Problem — State how many lines in the listing below contain the word "Target", and write nothing else.

Data provided —

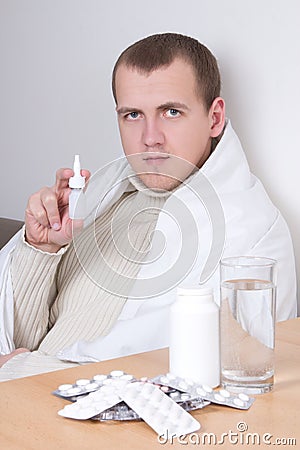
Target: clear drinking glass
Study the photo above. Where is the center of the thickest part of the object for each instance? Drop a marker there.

---

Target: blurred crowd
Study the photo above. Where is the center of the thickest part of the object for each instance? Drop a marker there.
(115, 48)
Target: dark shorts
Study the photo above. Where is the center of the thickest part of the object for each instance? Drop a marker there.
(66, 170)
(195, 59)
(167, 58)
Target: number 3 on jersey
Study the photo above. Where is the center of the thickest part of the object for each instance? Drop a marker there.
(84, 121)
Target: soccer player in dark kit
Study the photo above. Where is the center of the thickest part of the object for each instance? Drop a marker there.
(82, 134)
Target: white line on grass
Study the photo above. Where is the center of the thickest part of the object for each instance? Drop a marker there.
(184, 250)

Response to the exercise — 6